__Work to be completed__.
Reproduce the data word for word, beginning at its first line and ending with the line that contains "Give the mask of the shirtless", both included.

Stored data entries:
++++++
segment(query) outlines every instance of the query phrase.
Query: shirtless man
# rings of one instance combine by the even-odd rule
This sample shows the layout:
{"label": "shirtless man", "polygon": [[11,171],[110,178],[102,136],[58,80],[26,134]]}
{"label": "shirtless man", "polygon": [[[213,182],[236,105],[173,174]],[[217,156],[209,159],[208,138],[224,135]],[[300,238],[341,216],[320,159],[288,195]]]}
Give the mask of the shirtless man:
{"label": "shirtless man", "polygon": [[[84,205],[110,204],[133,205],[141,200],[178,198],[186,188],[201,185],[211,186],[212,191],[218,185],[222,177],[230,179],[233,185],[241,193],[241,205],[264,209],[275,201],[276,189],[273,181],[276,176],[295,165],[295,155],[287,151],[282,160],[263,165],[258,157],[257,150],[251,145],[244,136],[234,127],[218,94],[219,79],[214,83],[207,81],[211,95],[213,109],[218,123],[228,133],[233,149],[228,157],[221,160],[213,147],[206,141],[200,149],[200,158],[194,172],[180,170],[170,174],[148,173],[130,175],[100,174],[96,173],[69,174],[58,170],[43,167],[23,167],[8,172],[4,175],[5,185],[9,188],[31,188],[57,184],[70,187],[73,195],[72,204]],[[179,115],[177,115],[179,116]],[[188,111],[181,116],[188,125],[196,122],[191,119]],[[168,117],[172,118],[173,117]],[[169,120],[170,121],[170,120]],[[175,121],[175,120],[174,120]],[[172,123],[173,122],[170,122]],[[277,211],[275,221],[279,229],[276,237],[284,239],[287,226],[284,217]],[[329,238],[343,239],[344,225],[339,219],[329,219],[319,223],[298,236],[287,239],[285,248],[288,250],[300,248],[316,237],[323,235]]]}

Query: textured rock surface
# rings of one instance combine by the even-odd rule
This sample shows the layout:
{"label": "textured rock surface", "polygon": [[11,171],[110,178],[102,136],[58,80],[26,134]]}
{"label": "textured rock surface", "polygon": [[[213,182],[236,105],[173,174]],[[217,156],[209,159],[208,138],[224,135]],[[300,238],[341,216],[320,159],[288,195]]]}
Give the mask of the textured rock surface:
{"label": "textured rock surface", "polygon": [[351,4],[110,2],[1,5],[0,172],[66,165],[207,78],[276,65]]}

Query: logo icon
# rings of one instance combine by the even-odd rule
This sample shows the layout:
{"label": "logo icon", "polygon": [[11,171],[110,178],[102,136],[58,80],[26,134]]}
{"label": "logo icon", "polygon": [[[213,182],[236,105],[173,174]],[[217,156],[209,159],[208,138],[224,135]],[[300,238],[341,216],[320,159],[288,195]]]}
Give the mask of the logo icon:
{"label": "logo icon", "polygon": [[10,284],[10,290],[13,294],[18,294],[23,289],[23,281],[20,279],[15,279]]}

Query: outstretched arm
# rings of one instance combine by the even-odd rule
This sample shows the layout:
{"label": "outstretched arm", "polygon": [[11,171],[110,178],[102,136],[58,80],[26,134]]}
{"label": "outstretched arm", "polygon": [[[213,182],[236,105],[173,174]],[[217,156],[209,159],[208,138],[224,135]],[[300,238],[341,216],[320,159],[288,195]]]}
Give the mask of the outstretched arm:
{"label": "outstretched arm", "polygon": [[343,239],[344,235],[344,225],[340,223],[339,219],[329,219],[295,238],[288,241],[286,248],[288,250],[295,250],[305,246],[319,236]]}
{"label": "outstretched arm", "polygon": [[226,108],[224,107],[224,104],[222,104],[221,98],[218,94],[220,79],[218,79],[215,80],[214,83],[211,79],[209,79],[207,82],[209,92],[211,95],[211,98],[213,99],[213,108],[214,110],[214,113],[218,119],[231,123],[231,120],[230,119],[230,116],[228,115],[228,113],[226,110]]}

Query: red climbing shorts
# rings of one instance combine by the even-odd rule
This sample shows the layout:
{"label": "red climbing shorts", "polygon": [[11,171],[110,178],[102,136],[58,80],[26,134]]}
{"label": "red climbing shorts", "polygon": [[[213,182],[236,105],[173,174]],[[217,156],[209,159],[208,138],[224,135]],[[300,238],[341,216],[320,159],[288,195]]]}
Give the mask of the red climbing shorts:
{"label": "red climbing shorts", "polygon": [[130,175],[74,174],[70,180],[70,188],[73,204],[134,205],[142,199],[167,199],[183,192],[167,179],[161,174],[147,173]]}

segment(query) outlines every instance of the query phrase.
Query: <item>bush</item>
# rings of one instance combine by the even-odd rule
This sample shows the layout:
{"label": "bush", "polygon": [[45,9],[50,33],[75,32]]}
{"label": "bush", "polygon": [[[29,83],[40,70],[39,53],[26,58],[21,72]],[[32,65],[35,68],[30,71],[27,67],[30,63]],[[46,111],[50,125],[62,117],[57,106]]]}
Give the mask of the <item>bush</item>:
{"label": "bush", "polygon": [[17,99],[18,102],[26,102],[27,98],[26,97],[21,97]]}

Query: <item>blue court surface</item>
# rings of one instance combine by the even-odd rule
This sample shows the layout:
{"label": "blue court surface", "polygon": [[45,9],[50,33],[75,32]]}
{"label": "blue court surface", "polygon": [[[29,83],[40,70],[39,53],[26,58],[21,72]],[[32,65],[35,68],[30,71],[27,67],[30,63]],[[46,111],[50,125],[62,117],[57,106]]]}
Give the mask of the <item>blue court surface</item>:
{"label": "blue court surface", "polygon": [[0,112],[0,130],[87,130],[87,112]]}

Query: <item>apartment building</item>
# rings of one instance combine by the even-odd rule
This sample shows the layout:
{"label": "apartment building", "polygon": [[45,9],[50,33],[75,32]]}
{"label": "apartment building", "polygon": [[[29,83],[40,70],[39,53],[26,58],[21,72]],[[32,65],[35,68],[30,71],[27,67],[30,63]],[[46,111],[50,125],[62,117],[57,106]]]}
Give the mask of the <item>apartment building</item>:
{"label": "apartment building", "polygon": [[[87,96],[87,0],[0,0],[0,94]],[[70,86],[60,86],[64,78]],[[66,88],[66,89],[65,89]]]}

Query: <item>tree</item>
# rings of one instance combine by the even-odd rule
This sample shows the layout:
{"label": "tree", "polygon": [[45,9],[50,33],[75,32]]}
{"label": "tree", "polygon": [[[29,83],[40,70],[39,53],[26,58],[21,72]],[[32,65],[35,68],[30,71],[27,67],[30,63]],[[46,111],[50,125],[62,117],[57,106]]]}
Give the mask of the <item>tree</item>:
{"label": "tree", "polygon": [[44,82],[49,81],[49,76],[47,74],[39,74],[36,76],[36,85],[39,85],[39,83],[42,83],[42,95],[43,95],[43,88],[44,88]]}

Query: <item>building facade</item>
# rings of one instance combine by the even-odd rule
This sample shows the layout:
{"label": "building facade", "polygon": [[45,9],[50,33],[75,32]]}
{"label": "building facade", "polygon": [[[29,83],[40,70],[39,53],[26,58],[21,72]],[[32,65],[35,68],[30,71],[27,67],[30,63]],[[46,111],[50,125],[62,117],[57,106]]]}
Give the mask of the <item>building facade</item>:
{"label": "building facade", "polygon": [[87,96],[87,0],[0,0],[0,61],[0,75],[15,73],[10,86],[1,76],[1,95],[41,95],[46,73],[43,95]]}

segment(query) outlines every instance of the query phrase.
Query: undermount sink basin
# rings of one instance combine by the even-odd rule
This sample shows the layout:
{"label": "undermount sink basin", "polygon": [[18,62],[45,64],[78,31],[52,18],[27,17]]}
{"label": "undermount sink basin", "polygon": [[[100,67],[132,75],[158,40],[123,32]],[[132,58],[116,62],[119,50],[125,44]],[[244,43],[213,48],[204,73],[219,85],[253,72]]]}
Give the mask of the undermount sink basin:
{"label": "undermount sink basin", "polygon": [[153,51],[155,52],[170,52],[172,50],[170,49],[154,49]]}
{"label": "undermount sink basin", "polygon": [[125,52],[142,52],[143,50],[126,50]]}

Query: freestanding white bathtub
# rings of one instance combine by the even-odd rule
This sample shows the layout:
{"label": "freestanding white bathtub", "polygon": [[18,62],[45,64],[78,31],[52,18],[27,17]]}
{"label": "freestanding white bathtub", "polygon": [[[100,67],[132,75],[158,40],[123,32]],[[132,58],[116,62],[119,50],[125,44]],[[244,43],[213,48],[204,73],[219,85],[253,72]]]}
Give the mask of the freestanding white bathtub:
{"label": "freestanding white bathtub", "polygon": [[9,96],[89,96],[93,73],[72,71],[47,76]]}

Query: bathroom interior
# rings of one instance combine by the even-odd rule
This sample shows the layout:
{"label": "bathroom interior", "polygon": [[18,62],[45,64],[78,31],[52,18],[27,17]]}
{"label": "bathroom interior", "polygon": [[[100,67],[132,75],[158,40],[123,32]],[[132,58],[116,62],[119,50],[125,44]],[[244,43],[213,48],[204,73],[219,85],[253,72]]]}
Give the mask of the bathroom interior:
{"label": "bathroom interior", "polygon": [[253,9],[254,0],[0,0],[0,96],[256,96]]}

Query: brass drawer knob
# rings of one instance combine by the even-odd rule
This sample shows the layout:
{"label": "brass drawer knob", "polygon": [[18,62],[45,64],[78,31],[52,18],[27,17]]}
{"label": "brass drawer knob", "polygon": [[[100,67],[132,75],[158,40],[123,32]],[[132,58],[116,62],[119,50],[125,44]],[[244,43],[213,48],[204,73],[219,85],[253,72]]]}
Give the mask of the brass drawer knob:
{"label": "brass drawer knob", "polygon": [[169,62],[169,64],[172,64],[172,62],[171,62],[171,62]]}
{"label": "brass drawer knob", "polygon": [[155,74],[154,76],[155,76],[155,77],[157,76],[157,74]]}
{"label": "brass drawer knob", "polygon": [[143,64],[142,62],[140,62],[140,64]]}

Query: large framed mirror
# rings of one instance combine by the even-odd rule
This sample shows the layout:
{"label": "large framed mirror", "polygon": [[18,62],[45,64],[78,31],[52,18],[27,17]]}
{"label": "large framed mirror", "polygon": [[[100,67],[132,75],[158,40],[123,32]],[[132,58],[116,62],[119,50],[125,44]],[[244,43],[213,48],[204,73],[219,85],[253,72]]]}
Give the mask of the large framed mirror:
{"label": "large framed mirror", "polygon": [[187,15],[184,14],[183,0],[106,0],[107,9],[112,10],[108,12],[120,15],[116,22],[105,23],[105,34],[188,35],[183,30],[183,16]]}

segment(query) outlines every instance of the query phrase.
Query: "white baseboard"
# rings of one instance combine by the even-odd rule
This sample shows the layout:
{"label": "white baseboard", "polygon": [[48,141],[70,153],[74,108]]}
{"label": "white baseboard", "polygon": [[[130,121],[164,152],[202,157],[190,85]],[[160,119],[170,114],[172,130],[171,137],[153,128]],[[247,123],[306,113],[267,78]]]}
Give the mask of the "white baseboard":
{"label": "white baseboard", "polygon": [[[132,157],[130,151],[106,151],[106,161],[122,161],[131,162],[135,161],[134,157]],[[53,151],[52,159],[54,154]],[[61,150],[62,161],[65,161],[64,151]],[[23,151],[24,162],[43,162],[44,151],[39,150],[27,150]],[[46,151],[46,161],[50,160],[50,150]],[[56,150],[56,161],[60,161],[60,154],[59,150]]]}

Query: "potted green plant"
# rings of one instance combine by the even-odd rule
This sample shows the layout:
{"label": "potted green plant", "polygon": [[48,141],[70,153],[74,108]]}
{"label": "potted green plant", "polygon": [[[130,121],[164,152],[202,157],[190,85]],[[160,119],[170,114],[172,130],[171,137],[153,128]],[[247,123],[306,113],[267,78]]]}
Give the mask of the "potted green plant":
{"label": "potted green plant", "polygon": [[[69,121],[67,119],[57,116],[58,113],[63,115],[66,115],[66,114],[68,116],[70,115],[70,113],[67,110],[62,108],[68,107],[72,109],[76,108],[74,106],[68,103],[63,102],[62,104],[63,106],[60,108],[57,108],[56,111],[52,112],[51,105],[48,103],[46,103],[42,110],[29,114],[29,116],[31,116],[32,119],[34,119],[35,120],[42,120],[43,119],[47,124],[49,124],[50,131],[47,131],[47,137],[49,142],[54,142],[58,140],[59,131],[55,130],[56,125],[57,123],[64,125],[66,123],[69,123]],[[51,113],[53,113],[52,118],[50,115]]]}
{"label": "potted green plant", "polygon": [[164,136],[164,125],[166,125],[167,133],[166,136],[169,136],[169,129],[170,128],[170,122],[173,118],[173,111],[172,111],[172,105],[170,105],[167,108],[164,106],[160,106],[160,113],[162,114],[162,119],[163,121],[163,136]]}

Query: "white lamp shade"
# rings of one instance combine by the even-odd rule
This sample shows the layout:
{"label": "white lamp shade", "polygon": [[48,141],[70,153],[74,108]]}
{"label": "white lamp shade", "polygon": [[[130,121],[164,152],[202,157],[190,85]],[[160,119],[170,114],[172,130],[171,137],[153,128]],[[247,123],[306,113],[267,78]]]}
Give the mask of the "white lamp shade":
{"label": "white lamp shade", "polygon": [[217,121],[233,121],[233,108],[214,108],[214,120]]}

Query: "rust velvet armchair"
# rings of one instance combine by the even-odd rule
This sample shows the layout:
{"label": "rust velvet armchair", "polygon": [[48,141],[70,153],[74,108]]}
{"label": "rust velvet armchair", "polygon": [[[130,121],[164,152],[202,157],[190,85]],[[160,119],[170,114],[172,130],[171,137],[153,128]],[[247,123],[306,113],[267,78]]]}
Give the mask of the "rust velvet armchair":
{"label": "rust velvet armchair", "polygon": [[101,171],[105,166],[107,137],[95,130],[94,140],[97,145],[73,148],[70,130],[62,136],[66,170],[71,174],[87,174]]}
++++++
__Task answer__.
segment(query) outlines every instance of the query phrase.
Query: shirtless man
# rings of one instance combine by the even-odd rule
This sample shows the layout:
{"label": "shirtless man", "polygon": [[11,171],[110,178],[102,136],[58,80],[26,134]]}
{"label": "shirtless man", "polygon": [[[213,182],[236,105],[173,174]],[[217,156],[209,159],[208,138],[224,135]],[[300,238],[341,216],[320,159],[288,195]]]}
Give the mask of the shirtless man:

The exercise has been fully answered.